'''

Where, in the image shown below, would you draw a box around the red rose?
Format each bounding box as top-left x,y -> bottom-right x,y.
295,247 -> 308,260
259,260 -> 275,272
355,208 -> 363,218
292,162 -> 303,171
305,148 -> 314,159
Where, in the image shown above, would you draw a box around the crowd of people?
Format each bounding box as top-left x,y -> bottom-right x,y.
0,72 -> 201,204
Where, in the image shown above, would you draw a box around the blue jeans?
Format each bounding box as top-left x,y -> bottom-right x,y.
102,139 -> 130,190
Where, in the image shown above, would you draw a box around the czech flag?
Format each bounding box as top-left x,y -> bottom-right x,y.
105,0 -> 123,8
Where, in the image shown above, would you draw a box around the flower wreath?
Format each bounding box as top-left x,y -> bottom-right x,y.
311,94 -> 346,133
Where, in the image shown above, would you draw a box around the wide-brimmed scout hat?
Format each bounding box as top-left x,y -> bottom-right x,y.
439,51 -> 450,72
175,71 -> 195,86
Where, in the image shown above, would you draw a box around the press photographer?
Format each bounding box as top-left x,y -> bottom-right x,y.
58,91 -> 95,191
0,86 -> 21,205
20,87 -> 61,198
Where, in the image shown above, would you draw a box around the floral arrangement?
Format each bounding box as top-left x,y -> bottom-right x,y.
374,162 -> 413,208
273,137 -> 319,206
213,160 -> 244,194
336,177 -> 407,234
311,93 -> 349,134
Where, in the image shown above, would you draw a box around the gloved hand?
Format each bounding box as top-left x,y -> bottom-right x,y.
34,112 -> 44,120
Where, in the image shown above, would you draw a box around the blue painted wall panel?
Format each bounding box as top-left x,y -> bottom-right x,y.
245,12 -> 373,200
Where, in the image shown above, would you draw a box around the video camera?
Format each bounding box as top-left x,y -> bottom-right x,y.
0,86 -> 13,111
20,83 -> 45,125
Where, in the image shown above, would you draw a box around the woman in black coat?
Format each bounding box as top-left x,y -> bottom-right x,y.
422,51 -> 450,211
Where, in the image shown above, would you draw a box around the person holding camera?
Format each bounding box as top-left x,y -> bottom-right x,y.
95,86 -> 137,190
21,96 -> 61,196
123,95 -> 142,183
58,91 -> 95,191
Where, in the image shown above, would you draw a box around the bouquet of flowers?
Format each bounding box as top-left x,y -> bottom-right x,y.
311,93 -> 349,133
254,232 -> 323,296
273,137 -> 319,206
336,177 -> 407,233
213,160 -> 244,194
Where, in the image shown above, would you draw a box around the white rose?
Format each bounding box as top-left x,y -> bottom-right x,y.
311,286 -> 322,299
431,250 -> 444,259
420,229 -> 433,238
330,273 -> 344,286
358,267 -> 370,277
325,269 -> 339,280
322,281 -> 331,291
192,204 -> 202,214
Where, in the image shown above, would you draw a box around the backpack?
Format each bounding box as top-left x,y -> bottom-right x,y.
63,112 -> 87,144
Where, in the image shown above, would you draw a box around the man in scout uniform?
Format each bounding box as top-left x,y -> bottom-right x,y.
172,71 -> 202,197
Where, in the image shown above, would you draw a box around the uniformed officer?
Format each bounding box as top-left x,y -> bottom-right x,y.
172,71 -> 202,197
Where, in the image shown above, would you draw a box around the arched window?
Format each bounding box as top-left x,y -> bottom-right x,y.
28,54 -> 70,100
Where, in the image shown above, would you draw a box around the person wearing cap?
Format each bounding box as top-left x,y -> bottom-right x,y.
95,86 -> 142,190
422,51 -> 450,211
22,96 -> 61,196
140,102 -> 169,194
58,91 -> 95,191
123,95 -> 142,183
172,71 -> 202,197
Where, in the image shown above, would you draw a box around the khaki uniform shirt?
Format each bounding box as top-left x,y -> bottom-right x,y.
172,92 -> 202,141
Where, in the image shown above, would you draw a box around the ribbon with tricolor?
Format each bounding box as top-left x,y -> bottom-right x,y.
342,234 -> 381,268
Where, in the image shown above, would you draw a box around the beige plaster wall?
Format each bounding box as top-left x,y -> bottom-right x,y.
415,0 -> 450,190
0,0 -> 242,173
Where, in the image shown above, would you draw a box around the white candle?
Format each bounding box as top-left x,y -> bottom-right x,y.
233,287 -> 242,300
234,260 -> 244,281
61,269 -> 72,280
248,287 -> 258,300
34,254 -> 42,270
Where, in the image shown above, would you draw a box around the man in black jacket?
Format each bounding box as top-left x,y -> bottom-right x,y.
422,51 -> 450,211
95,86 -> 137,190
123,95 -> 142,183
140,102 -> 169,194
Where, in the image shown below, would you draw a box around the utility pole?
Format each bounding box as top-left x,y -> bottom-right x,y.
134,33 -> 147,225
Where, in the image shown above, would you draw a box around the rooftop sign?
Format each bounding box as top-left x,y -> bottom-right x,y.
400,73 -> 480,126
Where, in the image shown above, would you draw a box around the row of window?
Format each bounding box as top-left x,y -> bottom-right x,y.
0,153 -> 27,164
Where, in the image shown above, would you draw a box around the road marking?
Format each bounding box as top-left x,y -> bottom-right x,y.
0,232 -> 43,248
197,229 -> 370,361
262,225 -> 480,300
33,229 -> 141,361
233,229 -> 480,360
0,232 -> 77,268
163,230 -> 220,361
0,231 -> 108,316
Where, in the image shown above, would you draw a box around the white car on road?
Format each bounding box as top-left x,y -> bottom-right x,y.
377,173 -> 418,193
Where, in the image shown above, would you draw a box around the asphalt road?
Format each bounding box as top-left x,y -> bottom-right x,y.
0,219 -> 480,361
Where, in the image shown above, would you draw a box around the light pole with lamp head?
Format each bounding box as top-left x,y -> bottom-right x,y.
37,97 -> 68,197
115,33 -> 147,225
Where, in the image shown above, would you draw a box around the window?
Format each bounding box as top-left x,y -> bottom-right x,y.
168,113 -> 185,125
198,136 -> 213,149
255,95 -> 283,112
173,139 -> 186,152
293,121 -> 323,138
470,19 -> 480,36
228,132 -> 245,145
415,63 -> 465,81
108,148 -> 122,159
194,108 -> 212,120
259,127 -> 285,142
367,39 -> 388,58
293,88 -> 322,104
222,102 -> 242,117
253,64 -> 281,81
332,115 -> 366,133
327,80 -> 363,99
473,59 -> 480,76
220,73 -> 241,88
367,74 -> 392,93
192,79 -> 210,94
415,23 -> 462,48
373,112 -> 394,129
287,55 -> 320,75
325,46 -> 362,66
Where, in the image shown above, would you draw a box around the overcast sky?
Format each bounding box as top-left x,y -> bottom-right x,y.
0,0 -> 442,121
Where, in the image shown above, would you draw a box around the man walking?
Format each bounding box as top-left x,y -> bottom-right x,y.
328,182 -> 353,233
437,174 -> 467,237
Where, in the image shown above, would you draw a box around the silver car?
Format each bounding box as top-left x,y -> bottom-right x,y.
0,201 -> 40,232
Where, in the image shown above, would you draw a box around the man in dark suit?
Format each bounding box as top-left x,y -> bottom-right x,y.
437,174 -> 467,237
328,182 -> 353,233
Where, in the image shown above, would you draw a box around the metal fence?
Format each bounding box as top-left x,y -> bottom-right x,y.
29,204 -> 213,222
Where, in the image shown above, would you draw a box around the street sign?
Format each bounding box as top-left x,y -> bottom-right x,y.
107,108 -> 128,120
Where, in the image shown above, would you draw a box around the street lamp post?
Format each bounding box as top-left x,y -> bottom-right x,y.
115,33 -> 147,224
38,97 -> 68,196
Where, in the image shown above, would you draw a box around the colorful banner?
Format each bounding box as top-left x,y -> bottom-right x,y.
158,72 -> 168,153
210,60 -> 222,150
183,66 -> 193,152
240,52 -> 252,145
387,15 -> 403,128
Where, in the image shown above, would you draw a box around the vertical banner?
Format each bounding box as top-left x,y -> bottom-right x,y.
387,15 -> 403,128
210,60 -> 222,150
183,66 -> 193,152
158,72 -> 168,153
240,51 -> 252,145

'''

▶ **Task goal**
Rescale the records from their start through the line containing "305,148 -> 314,159", both included. Write out every line again, requests included, and multiply each coordinate in the answers by 0.25, rounding to whole numbers with halves rounded up.

▶ **Solution to the exercise**
Where, in the image shown below, would you draw a box around the red rose?
Format each bounding box as top-left x,y -> bottom-right x,y.
74,62 -> 77,65
65,65 -> 69,68
89,52 -> 91,55
73,41 -> 76,43
76,37 -> 79,40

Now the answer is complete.